ENTRIES
++++++++++

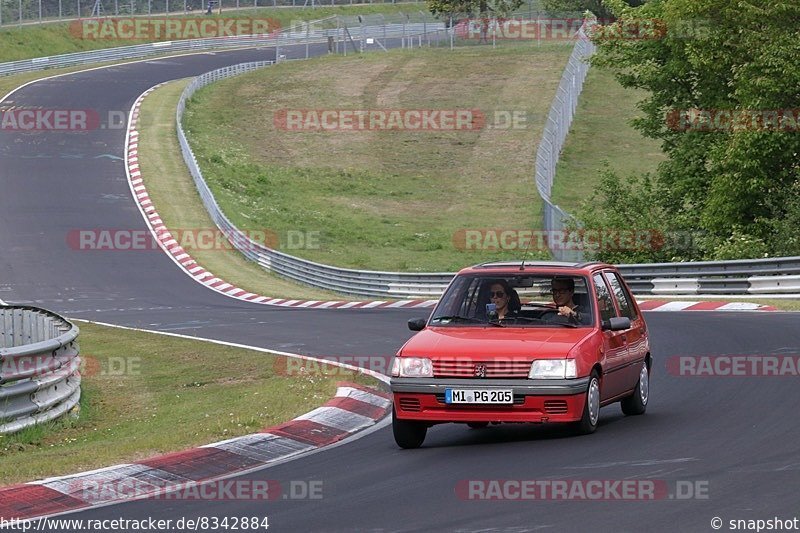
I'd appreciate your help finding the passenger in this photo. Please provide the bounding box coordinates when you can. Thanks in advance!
[489,279,522,320]
[550,277,586,324]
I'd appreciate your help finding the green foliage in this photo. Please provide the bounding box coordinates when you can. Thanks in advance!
[576,167,703,263]
[580,0,800,258]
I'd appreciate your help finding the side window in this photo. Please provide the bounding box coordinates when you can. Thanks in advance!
[456,278,481,317]
[594,274,617,320]
[605,272,636,320]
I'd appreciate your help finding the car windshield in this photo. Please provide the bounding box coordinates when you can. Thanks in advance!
[430,272,594,328]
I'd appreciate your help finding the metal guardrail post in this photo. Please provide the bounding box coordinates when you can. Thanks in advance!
[0,305,81,434]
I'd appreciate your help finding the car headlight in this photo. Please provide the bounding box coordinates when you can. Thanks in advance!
[392,357,433,378]
[528,359,578,379]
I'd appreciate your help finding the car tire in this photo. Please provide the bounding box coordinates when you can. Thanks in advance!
[392,409,428,449]
[620,362,650,416]
[575,372,600,435]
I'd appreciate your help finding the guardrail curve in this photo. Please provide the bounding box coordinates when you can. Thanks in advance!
[0,305,81,434]
[176,32,800,299]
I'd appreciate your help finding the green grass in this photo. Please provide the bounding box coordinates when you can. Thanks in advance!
[552,68,666,212]
[185,43,570,271]
[0,4,432,62]
[0,323,382,485]
[139,80,352,300]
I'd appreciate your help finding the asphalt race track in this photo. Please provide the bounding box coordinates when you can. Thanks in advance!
[0,42,800,532]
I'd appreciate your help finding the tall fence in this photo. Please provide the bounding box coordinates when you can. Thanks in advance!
[0,305,81,434]
[176,62,453,299]
[535,20,595,261]
[0,11,446,76]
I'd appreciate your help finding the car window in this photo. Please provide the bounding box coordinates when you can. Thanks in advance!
[430,269,595,327]
[594,274,617,321]
[605,272,636,320]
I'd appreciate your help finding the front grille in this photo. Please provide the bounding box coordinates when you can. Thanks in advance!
[544,400,568,415]
[400,398,422,412]
[433,358,531,379]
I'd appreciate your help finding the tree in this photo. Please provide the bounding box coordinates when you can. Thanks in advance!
[580,0,800,257]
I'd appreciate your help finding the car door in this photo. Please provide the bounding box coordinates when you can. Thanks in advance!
[604,270,647,389]
[592,272,628,401]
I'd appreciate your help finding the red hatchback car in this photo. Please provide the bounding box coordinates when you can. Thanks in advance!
[391,262,653,448]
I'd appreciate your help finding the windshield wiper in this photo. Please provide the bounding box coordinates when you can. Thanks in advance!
[432,315,505,328]
[547,322,578,328]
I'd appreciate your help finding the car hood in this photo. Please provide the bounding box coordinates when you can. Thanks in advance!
[400,327,593,358]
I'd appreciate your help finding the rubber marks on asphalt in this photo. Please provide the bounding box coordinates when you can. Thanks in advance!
[125,86,437,309]
[125,85,776,311]
[638,300,777,311]
[0,383,391,520]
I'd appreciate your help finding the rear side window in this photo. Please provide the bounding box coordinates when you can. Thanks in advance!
[594,274,617,320]
[606,272,636,320]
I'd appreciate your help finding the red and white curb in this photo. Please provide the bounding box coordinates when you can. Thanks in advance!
[125,85,775,311]
[0,383,391,520]
[125,85,438,309]
[637,300,778,311]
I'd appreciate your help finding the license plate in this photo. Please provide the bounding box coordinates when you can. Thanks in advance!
[444,389,514,404]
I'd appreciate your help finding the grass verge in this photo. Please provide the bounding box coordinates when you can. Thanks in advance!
[185,43,570,271]
[0,322,375,485]
[0,4,432,62]
[553,68,666,212]
[139,80,353,300]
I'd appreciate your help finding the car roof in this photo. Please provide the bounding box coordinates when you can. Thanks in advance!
[459,260,614,274]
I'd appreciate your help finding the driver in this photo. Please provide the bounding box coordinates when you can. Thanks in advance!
[550,277,584,324]
[489,279,520,320]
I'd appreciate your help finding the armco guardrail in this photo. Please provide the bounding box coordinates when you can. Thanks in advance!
[619,257,800,295]
[0,305,81,434]
[177,30,800,298]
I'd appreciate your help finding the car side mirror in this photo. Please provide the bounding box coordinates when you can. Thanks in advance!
[408,318,428,331]
[603,316,631,331]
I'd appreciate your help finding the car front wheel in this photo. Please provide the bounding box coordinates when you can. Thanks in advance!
[576,372,600,435]
[620,362,650,416]
[392,409,428,449]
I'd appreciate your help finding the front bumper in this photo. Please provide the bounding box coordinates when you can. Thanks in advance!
[391,377,589,422]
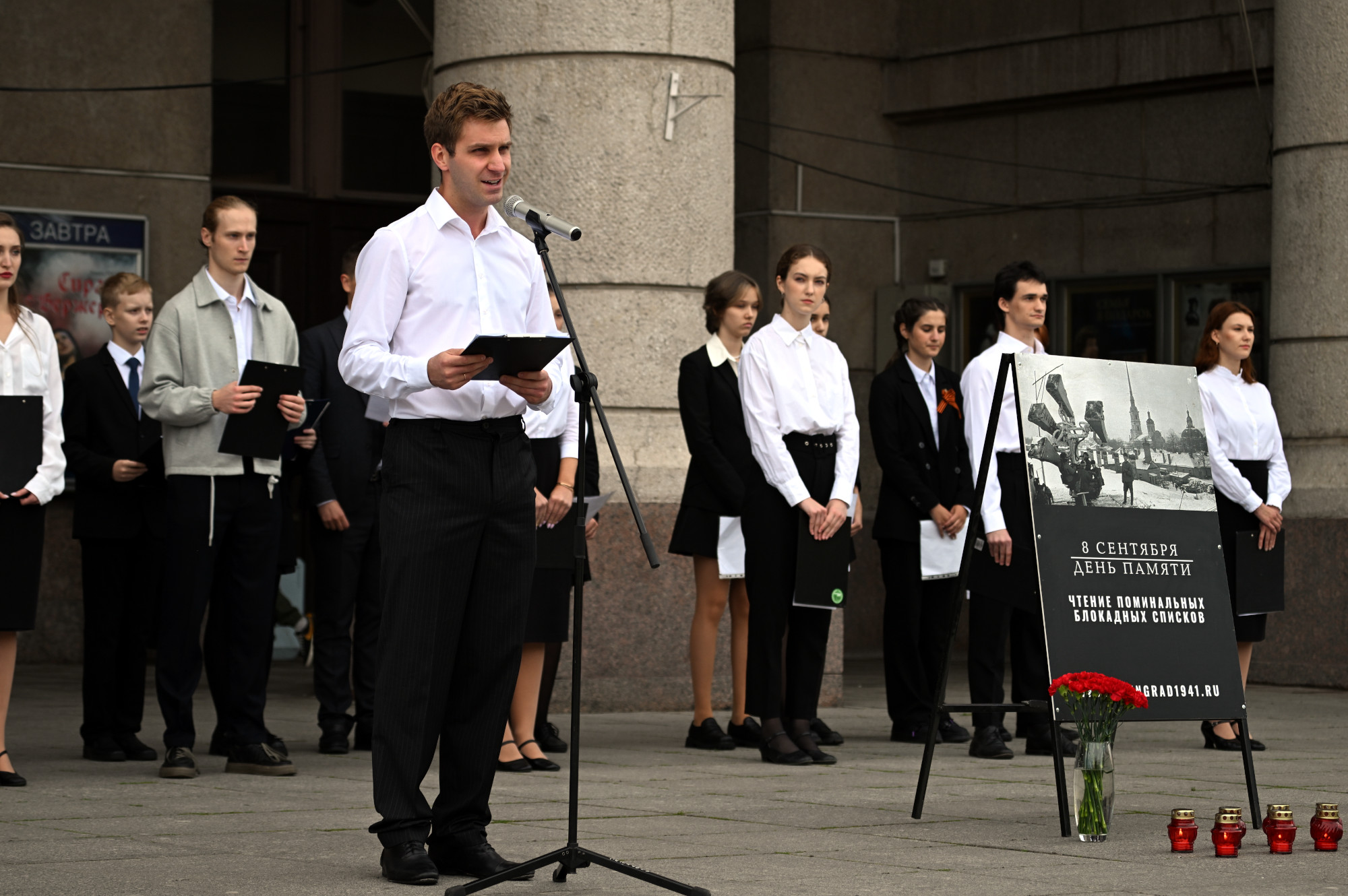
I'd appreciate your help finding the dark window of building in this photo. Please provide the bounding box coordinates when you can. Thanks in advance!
[210,0,290,183]
[341,0,433,194]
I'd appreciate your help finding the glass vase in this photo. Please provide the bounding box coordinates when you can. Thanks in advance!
[1072,740,1113,843]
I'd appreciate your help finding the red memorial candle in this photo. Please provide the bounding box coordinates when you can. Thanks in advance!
[1212,812,1246,858]
[1310,803,1344,853]
[1166,808,1198,853]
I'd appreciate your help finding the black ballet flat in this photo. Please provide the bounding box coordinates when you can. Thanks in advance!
[516,740,562,772]
[759,732,814,765]
[0,750,28,787]
[496,741,534,772]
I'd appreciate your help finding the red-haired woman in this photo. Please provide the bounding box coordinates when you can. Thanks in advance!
[1194,302,1291,750]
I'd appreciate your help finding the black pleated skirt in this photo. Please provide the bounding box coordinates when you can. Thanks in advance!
[1217,461,1268,641]
[0,497,47,632]
[524,438,573,644]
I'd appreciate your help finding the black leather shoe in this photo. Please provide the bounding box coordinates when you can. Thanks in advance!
[225,744,295,776]
[969,725,1015,759]
[0,749,28,787]
[937,715,973,744]
[890,722,941,744]
[1024,725,1077,756]
[810,718,845,746]
[683,715,735,749]
[379,839,439,887]
[534,722,566,753]
[159,746,201,777]
[431,841,534,880]
[725,715,763,748]
[85,734,127,763]
[113,734,159,763]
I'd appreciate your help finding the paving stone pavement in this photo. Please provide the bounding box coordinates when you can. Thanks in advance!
[0,663,1348,896]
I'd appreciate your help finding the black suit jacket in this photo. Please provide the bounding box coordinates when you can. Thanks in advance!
[678,346,763,516]
[61,345,164,539]
[871,356,973,542]
[299,317,384,519]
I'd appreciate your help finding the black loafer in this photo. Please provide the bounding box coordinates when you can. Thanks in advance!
[810,718,845,746]
[937,715,973,744]
[225,744,295,776]
[1024,728,1077,756]
[534,722,566,753]
[85,734,127,763]
[969,725,1015,759]
[683,715,735,749]
[725,715,763,748]
[379,839,439,887]
[431,841,534,880]
[113,734,159,763]
[159,746,201,777]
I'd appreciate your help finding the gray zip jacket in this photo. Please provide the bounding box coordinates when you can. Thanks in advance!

++++++++++

TASK BRIEF
Collect every line from the items above that contains the word "guardrail", and copy each one out in full.

RESULT OF THIS TASK
I'd appreciate your help finding the metal guardrail post in this photo. Please provide the bounding box coordinates when you can. Thanks in advance!
I'd appreciate your help finding the guardrail curve in this photo. Please provide the bounding box coordinates when you can. Thanks in advance!
I'd appreciate your help finding the armco guardrail in this photo. Please provide the bounding box coordinates when you can. Thanks in advance!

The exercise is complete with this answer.